START Stored data

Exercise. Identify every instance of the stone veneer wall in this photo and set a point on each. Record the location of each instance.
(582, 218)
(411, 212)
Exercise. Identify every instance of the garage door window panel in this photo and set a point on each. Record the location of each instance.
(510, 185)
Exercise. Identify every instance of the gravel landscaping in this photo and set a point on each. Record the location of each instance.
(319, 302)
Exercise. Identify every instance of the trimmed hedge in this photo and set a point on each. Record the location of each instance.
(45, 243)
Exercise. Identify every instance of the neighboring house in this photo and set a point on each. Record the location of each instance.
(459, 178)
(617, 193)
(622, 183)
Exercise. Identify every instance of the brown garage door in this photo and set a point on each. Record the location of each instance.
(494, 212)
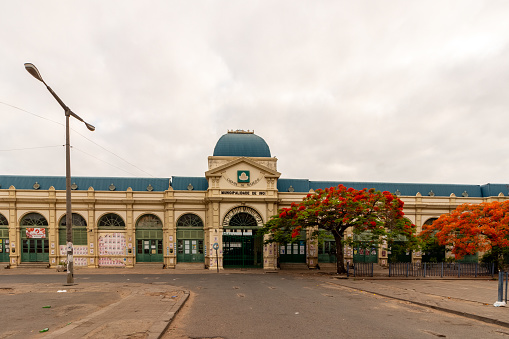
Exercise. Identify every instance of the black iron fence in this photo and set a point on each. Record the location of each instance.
(442, 269)
(359, 269)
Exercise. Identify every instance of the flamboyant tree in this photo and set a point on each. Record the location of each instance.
(378, 216)
(472, 228)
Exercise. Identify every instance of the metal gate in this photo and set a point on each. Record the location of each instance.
(35, 250)
(190, 250)
(149, 245)
(4, 245)
(149, 250)
(293, 252)
(241, 248)
(367, 255)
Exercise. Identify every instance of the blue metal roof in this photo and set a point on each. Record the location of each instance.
(406, 189)
(182, 183)
(241, 144)
(283, 185)
(83, 183)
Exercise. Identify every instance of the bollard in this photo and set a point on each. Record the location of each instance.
(500, 299)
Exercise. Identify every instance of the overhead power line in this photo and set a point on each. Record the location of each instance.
(95, 143)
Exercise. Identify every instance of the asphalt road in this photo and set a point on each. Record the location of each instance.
(246, 305)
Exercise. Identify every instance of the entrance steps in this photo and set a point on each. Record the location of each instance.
(293, 266)
(190, 266)
(33, 265)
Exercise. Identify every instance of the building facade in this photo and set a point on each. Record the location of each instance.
(208, 221)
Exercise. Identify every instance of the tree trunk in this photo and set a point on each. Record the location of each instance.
(340, 258)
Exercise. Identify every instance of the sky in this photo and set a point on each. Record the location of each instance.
(377, 91)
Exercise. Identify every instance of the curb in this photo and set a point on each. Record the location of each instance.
(159, 328)
(438, 308)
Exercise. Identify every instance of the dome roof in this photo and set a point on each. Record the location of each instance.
(241, 144)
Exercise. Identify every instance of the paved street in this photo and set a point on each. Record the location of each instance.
(236, 304)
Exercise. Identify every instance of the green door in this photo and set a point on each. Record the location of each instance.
(35, 250)
(398, 253)
(4, 249)
(4, 244)
(241, 248)
(190, 250)
(368, 255)
(149, 250)
(293, 252)
(327, 252)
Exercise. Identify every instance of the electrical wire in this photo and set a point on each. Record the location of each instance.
(95, 143)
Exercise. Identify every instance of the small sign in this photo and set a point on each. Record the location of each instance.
(36, 233)
(243, 176)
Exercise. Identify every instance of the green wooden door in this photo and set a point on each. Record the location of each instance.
(293, 252)
(35, 250)
(327, 252)
(368, 255)
(398, 253)
(4, 249)
(190, 250)
(242, 249)
(4, 245)
(149, 250)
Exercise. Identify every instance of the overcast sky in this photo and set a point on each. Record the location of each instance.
(390, 91)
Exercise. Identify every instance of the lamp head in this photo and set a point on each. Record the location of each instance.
(90, 127)
(34, 71)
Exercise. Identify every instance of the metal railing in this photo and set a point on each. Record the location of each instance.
(442, 269)
(359, 269)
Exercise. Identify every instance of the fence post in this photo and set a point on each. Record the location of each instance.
(506, 287)
(500, 300)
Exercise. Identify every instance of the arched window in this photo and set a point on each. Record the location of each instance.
(4, 233)
(3, 221)
(33, 219)
(111, 221)
(189, 220)
(190, 238)
(149, 221)
(243, 219)
(79, 230)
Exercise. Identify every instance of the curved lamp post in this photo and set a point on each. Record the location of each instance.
(68, 214)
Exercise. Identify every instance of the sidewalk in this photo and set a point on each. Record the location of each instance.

END Stored data

◆ **Task objective**
Return each entry exactly as given. Leave the images out.

◆ **Solved exercise**
Exercise. Identify every instance of the stone veneer wall in this photo and set a point on each. Record the location of each instance.
(582, 218)
(411, 212)
Exercise. Identify every instance of the garage door window panel in this photo and set a point on each. Record the location of each instance.
(510, 185)
Exercise. Identify every instance of the gravel landscaping in this photo and set a point on each. Record the location of each instance.
(319, 302)
Exercise. Identify every instance of the trimmed hedge in this photo and set a point on each. Record the location of each instance.
(45, 243)
Exercise. Identify every instance of the neighboring house in this photo and set a point on each. Record the location of each instance.
(459, 178)
(617, 193)
(622, 183)
Exercise. Identify every instance of the brown garage door in this photo and set a point on each. Record the location of each instance.
(494, 212)
Exercise. Identify every instance of the black iron fence in this photo and set a point on each. Record the location of each instance.
(442, 269)
(359, 269)
Exercise. Identify every instance of the flamboyant tree in this photo and set a point on each. Record the location of each instance.
(378, 216)
(472, 228)
Exercise. Identify every instance of the metal gate in this photo and set a point on each. Record the location of each instance.
(35, 250)
(190, 250)
(149, 245)
(4, 245)
(149, 250)
(293, 252)
(241, 248)
(367, 255)
Exercise. Identify every instance of the blue metal roof in this photo and set a point on each. Record the location of each instance.
(406, 189)
(182, 183)
(241, 144)
(283, 185)
(83, 183)
Exercise. Identify every instance of the bollard in this photo and set a point on each. Record the location of each instance.
(500, 299)
Exercise. Identify every instance of the overhead power line in this photo and set a point on each. Record the location of each instance.
(95, 143)
Exercise. Identify every instance of the asphalt road in this photo and set a point on each. Record the location of each instance.
(246, 305)
Exercise. Identify every instance of the entrance steps in this photo and set a point on each. Record the location of each instance.
(293, 266)
(190, 266)
(33, 265)
Exercise. Identify every instance of the building facade in this photo and set a point on each. Record the location of each instance.
(208, 221)
Exercise. Identify every instance of the tree trunk in this photo and set a point on each. Record the location of each instance.
(340, 258)
Exercise. Identify every instance of the sky in this photo and set a point on each. Record the location of each instance.
(377, 91)
Exercise. Identify every instance of the curb in this photo and set a point on each. Record the location of each instance.
(159, 328)
(438, 308)
Exercise. Identify every instance of the dome roof in this photo and set a point on each. Record the location of each instance.
(241, 144)
Exercise. Identify every instance of the paved street in this photo and set a point on each. Record the location of each instance.
(236, 304)
Exercise. Identify every instance of the green door in this photo and set a point on each. Record the location of each instance.
(35, 250)
(398, 253)
(4, 249)
(4, 244)
(241, 248)
(190, 250)
(368, 255)
(149, 250)
(293, 252)
(327, 252)
Exercise. Identify every instance of the electrical wire in this photo and set a point on each. Record the location of each instance.
(95, 143)
Exercise. Identify every instance of the small sign in this photo and set a point on each. Record the location of each instance.
(36, 233)
(243, 176)
Exercise. Identify every instance of the green wooden door in this photo and set a point on each. Record the location of each instance.
(293, 252)
(35, 250)
(327, 252)
(368, 255)
(398, 253)
(4, 249)
(190, 250)
(242, 249)
(4, 245)
(149, 250)
Exercise. Identify every instance of the overcast sky in this photo and set a point on each. Record the location of each instance.
(390, 91)
Exercise. Identify every instance of the lamp head in this photo and set a point on each. Record the location of each instance.
(90, 127)
(34, 71)
Exercise. Identify every instance of the metal railing in this photo and set a point on each. Record the location of each instance.
(442, 269)
(359, 269)
Exercise. Identify every instance of the fence post in this photo and set a point on each. Record the location of each instance.
(506, 287)
(500, 300)
Exercise. Identify every instance of the arched window in this photo and set a point on each. Record the location of each instance.
(4, 233)
(3, 221)
(33, 219)
(111, 221)
(189, 220)
(190, 238)
(149, 221)
(243, 219)
(79, 230)
Exercise. Identify every instance of the curved lamp post in this photo and set a point on each. Record the location of each instance.
(68, 214)
Exercise. Identify every instance of the sidewalk in this photo and set a point on each. Record the location of each instance.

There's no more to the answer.